INSTRUCTIONS FOR THE TASK: Copy the data that follows, exactly and completely.

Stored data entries
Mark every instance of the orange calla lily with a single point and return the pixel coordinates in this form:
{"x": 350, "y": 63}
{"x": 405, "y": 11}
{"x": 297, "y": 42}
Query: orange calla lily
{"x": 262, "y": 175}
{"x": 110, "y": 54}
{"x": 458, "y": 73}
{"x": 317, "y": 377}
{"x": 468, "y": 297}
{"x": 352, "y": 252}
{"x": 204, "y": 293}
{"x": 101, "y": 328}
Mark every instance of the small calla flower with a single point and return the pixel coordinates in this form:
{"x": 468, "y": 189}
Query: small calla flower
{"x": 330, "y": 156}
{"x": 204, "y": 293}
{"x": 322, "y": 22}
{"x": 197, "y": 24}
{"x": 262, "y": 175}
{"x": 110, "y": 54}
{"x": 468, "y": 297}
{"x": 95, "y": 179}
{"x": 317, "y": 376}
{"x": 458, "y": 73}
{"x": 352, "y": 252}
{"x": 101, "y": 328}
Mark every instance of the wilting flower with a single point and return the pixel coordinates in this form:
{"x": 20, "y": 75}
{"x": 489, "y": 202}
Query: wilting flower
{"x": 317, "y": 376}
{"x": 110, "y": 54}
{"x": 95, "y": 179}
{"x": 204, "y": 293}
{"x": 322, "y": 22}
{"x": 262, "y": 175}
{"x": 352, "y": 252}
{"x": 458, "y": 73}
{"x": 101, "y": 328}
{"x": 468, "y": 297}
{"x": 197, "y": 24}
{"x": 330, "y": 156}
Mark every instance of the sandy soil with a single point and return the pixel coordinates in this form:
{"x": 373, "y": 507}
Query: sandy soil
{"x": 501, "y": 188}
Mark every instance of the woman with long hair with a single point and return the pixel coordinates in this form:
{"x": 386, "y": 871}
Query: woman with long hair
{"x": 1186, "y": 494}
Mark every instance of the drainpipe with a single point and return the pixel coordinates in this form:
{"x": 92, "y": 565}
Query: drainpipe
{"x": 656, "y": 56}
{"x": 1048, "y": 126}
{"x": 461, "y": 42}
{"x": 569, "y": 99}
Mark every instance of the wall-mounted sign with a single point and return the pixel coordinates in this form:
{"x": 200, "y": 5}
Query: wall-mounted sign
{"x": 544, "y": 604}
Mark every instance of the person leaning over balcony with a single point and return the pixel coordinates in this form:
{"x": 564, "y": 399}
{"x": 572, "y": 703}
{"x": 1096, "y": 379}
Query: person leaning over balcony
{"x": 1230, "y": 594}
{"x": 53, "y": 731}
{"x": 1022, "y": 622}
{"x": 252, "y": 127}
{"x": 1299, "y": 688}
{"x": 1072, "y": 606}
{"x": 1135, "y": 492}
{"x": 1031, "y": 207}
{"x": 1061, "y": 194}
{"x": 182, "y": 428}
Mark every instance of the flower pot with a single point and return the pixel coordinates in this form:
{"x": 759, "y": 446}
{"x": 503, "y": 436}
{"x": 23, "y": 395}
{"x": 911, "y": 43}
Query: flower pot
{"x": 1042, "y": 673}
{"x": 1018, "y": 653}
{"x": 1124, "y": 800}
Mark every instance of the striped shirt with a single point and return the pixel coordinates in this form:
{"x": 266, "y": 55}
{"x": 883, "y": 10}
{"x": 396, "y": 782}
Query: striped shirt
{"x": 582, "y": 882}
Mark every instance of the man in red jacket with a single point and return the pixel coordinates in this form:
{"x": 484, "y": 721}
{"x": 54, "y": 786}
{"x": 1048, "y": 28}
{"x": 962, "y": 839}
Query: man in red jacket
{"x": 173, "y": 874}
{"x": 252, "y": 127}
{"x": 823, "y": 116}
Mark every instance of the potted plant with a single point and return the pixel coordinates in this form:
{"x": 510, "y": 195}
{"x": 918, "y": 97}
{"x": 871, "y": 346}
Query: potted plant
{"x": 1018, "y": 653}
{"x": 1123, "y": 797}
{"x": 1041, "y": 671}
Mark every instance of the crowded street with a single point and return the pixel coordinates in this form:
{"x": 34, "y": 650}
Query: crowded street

RESPONSE FOR THIS EXERCISE:
Mark every instance of the orange calla lily with a single point and return the pixel coordinates in this form:
{"x": 350, "y": 63}
{"x": 405, "y": 11}
{"x": 297, "y": 42}
Query: orange calla lily
{"x": 262, "y": 175}
{"x": 110, "y": 54}
{"x": 458, "y": 73}
{"x": 317, "y": 377}
{"x": 468, "y": 297}
{"x": 352, "y": 252}
{"x": 204, "y": 293}
{"x": 101, "y": 328}
Mark every instance of the small calla flower with a single point and return the pixel coordinates in this form:
{"x": 468, "y": 189}
Query: small calla flower
{"x": 330, "y": 156}
{"x": 204, "y": 293}
{"x": 322, "y": 22}
{"x": 197, "y": 24}
{"x": 262, "y": 175}
{"x": 110, "y": 54}
{"x": 468, "y": 297}
{"x": 95, "y": 179}
{"x": 317, "y": 376}
{"x": 458, "y": 73}
{"x": 352, "y": 252}
{"x": 101, "y": 328}
Mark every instance of the wilting flower with a single point and return the pixel coordinates in this form:
{"x": 20, "y": 75}
{"x": 489, "y": 202}
Query: wilting flower
{"x": 317, "y": 376}
{"x": 110, "y": 54}
{"x": 95, "y": 179}
{"x": 204, "y": 293}
{"x": 322, "y": 22}
{"x": 262, "y": 175}
{"x": 352, "y": 252}
{"x": 458, "y": 73}
{"x": 101, "y": 328}
{"x": 468, "y": 297}
{"x": 197, "y": 24}
{"x": 330, "y": 156}
Mark every instance of the sandy soil with a single point and return the pixel coordinates in this form:
{"x": 373, "y": 507}
Query: sandy soil
{"x": 501, "y": 188}
Mark every instance of the woman with long hair with a single point and return the pixel coordinates in this form:
{"x": 386, "y": 871}
Query: woman with long hair
{"x": 1186, "y": 494}
Mark every instance of the drainpipe with a single point and return the pixel coordinates in this form:
{"x": 92, "y": 565}
Query: drainpipe
{"x": 656, "y": 56}
{"x": 1048, "y": 126}
{"x": 461, "y": 42}
{"x": 569, "y": 99}
Mark every instance of the wall-mounted sign with a single point and return the pixel coordinates in this form:
{"x": 200, "y": 5}
Query: wall-mounted sign
{"x": 544, "y": 604}
Mark every instance of the person leaning over balcony with a single point and return the pixel coordinates in this form:
{"x": 564, "y": 399}
{"x": 572, "y": 703}
{"x": 1096, "y": 379}
Query: person leaning over balcony
{"x": 1230, "y": 594}
{"x": 53, "y": 731}
{"x": 1022, "y": 622}
{"x": 252, "y": 127}
{"x": 1299, "y": 688}
{"x": 1072, "y": 606}
{"x": 1135, "y": 492}
{"x": 1031, "y": 207}
{"x": 1061, "y": 194}
{"x": 182, "y": 428}
Mark every instance of the flower pot with a single point and return the pixel coordinates in this form:
{"x": 759, "y": 446}
{"x": 503, "y": 436}
{"x": 23, "y": 395}
{"x": 911, "y": 43}
Query: flower pot
{"x": 1042, "y": 673}
{"x": 1018, "y": 653}
{"x": 1124, "y": 800}
Mark every instance of the striped shirt with a single point and return the pixel coordinates in this form:
{"x": 266, "y": 55}
{"x": 883, "y": 10}
{"x": 396, "y": 782}
Query: striped shirt
{"x": 582, "y": 882}
Mark every instance of the man in red jacket with a single point and return the pixel coordinates in this form:
{"x": 484, "y": 721}
{"x": 54, "y": 786}
{"x": 1048, "y": 28}
{"x": 962, "y": 839}
Query: man in red jacket
{"x": 173, "y": 874}
{"x": 252, "y": 127}
{"x": 823, "y": 116}
Mark every instance of the potted plant with a single point and return the pixel coordinates in this form:
{"x": 510, "y": 195}
{"x": 918, "y": 97}
{"x": 871, "y": 346}
Query: potted plant
{"x": 1018, "y": 653}
{"x": 1123, "y": 797}
{"x": 1041, "y": 671}
Mark every instance of the crowded street with a single point and return the pixel coordinates in this form:
{"x": 34, "y": 650}
Query: crowded street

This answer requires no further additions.